Given problem -> Locate every line in the records below that contains the word "wall", and copy each of those lines.

Exercise materials ->
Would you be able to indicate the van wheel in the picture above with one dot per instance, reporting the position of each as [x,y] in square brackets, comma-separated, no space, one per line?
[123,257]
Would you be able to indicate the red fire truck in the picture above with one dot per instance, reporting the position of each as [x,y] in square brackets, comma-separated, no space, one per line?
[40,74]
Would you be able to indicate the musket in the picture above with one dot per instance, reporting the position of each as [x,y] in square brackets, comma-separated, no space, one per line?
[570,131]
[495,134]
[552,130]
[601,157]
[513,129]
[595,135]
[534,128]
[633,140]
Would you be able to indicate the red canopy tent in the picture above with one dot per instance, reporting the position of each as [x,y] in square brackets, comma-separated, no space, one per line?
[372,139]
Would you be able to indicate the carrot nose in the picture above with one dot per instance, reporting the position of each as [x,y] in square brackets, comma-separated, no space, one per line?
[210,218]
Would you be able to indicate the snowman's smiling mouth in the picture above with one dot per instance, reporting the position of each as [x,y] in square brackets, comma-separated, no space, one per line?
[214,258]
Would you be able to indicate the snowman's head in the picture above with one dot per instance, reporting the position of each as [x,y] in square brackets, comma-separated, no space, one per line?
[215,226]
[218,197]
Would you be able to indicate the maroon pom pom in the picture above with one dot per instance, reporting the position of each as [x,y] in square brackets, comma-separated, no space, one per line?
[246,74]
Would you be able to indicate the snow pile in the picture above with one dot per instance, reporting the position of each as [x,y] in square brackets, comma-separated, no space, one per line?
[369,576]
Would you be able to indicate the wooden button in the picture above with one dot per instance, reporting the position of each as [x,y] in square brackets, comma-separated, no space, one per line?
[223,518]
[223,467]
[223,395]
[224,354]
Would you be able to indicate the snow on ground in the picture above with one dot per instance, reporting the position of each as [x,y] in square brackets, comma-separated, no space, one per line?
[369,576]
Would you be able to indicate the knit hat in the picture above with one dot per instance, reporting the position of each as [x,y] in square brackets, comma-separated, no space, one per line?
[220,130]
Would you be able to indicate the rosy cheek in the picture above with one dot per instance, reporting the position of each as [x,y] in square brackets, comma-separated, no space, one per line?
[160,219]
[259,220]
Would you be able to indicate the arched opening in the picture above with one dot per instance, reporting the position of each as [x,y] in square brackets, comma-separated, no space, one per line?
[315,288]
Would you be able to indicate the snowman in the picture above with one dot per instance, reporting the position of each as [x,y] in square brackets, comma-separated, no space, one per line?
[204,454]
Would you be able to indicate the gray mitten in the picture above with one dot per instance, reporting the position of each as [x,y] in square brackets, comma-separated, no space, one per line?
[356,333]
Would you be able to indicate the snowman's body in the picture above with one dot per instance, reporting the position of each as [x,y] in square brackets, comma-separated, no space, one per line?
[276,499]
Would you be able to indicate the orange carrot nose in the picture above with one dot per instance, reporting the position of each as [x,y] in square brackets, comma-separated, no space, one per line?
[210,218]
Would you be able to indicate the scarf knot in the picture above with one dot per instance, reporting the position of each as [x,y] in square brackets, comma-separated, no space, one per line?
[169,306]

* * *

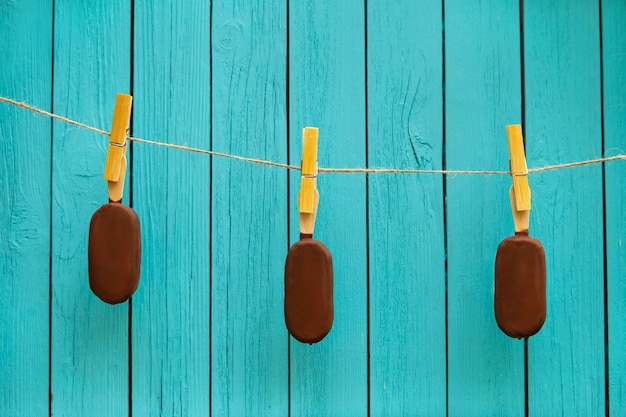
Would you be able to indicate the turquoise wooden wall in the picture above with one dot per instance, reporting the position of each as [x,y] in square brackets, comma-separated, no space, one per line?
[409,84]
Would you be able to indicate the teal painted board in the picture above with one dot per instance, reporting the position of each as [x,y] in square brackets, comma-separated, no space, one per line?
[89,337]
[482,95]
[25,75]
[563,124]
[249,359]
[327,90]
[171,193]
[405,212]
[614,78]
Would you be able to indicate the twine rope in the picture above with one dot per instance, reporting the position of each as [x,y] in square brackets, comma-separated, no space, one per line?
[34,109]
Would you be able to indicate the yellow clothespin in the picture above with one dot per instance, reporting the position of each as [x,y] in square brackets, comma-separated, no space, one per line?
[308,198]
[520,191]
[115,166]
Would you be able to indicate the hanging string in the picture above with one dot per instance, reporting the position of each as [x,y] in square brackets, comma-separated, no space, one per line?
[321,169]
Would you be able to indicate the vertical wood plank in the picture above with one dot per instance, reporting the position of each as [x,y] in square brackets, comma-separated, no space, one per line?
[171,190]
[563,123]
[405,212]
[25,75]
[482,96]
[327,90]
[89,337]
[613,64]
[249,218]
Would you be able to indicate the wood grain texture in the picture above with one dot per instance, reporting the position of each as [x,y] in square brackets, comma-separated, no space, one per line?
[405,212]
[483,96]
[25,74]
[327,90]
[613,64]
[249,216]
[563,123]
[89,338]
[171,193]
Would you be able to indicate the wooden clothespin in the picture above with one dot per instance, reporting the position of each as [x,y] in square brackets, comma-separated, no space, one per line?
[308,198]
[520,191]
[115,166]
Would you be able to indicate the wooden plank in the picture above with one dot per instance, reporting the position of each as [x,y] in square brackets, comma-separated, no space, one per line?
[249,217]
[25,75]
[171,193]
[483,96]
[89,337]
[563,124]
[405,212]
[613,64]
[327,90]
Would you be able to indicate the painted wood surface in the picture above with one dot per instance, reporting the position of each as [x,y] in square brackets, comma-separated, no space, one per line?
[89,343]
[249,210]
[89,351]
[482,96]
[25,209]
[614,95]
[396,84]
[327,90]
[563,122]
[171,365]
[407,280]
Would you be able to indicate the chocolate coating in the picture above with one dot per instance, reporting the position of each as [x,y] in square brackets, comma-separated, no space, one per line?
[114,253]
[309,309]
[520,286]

--

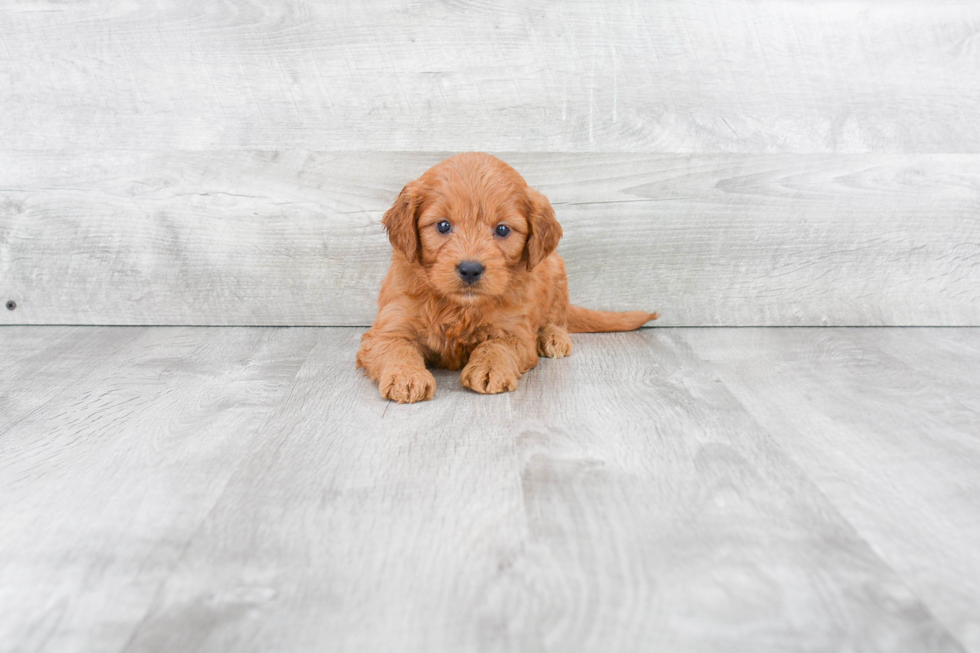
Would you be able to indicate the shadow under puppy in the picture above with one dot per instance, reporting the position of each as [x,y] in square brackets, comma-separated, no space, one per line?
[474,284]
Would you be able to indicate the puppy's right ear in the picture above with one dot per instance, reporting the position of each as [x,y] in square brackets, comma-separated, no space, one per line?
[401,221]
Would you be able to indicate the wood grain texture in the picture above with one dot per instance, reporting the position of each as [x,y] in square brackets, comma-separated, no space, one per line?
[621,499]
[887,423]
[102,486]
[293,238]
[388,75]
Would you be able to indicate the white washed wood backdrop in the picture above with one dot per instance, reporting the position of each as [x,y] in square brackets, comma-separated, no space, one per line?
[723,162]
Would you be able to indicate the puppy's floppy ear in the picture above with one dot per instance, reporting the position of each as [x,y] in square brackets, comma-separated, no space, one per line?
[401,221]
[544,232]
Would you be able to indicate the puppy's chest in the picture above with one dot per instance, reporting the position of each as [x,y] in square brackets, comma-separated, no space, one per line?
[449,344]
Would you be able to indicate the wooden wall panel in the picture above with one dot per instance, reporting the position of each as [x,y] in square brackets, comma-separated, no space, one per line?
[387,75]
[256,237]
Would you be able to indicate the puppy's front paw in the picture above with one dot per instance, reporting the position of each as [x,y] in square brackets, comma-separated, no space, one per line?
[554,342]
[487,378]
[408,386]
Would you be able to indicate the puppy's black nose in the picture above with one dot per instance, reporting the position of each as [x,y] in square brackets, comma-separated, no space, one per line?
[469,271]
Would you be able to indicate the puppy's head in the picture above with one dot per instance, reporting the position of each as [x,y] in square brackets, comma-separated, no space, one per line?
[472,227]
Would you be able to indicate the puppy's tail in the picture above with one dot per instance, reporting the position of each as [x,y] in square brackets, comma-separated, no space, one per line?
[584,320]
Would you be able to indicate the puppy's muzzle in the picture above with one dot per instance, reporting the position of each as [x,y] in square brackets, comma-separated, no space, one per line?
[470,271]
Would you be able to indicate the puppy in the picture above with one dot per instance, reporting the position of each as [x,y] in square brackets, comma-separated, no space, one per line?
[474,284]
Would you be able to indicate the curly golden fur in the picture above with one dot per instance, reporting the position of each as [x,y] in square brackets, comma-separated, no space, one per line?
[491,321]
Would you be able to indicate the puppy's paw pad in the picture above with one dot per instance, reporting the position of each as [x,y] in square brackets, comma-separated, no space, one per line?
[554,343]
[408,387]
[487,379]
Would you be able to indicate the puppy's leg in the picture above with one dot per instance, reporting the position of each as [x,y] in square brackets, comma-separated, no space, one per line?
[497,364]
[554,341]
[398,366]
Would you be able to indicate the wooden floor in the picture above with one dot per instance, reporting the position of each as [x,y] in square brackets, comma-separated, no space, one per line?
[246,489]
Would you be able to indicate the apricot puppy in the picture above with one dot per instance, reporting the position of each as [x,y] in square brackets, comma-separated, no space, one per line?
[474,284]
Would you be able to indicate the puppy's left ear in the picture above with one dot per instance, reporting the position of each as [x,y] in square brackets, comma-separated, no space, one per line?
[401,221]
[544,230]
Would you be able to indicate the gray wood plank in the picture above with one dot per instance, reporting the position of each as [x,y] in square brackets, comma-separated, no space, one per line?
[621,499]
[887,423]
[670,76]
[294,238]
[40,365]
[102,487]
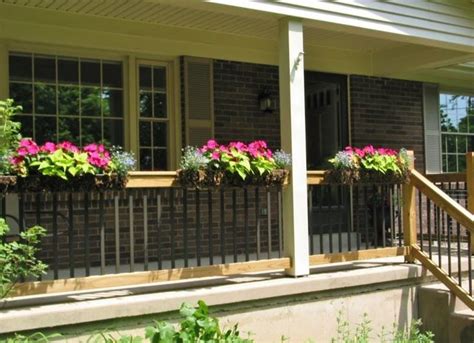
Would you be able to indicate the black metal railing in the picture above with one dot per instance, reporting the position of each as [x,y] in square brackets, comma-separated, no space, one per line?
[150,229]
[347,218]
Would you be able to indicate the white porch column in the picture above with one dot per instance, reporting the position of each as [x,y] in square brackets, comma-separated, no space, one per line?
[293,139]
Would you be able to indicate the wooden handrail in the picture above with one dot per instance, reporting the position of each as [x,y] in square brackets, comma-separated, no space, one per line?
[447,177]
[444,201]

Worked solution ->
Would you be able to indicate the turquoise wooden wall in the picture above with one dot per instance, reporting the position of each as [x,y] in square brackets, comma-separated, no space, one per line?
Would you be able to indicate the wooden wall panel in the picture above with one dot per instance, reporting the position of each as [x,y] in square brackets, comma-separated, no space, one per line?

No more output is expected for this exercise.